Material supplied >>
==================================================

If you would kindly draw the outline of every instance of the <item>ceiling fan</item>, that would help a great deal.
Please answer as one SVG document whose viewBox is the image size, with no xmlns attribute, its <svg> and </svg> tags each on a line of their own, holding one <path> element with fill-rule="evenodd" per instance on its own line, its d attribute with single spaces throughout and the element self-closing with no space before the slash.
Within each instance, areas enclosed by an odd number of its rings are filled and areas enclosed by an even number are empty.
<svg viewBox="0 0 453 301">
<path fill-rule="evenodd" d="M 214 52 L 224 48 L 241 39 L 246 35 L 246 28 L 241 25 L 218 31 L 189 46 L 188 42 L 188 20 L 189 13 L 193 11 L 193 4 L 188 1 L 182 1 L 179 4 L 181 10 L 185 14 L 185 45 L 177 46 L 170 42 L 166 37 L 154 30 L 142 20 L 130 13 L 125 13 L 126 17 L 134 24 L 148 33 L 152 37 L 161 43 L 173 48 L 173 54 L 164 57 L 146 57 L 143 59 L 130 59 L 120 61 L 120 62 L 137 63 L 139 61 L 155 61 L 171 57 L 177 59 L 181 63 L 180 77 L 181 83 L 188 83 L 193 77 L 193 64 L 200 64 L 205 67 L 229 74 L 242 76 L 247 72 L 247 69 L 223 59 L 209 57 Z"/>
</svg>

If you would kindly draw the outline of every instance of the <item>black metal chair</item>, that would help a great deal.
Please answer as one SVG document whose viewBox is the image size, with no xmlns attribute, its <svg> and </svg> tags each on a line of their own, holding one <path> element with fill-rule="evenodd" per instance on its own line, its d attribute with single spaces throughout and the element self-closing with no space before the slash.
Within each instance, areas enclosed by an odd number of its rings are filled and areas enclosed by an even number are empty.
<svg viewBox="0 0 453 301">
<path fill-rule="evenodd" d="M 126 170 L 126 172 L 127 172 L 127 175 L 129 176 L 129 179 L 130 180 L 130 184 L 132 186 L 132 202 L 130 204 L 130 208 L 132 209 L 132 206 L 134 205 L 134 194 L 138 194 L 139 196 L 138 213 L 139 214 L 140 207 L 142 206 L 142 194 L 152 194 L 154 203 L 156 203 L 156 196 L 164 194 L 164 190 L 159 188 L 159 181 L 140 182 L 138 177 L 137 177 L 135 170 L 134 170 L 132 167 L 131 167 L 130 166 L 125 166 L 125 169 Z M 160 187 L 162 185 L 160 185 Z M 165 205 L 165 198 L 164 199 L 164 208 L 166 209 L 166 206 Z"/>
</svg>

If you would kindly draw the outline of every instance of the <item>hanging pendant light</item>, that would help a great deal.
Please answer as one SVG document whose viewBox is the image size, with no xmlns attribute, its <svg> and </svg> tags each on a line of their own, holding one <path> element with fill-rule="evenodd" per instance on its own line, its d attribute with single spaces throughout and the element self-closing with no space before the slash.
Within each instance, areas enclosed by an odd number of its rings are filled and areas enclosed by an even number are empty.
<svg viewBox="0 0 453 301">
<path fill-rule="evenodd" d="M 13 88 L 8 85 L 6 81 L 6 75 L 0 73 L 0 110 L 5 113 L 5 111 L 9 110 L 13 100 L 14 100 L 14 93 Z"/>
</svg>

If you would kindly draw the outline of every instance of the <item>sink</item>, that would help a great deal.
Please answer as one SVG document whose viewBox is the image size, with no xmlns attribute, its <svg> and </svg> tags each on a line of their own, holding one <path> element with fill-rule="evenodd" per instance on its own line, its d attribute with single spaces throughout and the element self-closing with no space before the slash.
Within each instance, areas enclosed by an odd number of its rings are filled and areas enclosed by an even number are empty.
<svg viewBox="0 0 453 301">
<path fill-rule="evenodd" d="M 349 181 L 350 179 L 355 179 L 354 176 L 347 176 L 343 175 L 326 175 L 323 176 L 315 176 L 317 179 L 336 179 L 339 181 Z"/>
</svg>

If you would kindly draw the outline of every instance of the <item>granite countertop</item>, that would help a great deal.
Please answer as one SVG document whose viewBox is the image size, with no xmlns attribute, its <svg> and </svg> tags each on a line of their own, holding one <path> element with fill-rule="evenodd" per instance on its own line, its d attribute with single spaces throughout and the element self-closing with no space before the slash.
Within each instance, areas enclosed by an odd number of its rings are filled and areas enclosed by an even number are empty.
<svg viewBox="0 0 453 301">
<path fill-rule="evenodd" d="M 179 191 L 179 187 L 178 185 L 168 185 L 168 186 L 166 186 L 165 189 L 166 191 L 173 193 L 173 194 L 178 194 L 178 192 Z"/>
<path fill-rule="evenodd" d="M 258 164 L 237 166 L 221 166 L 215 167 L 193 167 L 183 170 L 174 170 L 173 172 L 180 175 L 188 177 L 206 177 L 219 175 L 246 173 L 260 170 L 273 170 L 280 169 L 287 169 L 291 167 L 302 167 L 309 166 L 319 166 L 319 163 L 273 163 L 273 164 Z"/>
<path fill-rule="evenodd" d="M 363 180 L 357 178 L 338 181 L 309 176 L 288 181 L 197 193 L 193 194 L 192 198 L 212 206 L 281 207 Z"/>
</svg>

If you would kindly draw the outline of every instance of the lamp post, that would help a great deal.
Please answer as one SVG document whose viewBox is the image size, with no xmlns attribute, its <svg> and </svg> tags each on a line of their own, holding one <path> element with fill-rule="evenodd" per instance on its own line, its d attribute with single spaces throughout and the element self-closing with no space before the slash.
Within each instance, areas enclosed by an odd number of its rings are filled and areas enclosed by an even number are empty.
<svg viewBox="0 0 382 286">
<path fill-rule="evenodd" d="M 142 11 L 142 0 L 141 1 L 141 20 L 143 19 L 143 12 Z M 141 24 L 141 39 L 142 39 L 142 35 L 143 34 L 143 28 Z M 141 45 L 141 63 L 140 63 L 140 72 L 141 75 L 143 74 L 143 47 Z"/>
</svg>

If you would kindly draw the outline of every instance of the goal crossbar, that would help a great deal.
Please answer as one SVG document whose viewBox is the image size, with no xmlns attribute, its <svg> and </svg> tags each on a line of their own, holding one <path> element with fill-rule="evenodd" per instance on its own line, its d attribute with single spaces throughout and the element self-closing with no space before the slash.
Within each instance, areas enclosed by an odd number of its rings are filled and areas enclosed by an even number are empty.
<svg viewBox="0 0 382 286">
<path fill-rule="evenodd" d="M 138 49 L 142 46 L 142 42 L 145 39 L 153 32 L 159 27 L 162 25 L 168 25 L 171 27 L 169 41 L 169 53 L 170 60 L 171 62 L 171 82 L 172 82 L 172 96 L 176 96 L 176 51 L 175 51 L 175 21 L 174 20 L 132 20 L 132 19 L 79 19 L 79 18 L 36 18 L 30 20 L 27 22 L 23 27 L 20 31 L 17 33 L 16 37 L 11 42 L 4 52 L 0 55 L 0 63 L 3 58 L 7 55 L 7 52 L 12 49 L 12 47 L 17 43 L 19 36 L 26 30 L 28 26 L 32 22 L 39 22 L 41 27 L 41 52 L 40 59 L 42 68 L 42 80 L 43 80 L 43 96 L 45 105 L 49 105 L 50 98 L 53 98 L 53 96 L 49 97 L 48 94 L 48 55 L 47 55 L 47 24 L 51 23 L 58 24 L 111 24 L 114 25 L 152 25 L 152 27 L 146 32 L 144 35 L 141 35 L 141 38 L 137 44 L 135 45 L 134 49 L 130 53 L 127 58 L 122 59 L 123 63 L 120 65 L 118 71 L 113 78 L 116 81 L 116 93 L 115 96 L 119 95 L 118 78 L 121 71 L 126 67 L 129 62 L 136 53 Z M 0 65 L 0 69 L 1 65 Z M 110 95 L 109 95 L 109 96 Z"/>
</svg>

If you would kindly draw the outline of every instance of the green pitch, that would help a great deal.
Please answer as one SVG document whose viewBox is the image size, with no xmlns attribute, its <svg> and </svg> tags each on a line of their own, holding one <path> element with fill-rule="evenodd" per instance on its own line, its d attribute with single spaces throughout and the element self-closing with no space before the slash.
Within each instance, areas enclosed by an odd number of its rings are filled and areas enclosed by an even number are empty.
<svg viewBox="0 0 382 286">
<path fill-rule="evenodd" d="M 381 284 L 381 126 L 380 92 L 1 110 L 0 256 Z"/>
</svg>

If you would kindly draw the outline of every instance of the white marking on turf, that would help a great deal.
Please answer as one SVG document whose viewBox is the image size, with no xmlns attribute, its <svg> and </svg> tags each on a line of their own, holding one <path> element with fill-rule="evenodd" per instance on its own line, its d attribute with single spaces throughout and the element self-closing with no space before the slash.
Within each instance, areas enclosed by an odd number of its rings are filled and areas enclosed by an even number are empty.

==================================================

Written task >> Output an exact copy of the lines beginning at the one that holds "turf, that would help a great deal." and running through the final line of the records.

Correct answer >>
If you would kindly draw the outline of every instance of the white marking on turf, that would help a great deal.
Please answer as one SVG document whose viewBox is the image size, with no xmlns attribute, its <svg> and </svg> tags each on a line of their own, holding one <path> element with fill-rule="evenodd" per instance on its own line, its d attribute with single spaces throughout and the element self-closing with no space before the slash.
Within each instance, areas enclosed by an odd number of its rings are filled and areas enclosed by an even number are empty.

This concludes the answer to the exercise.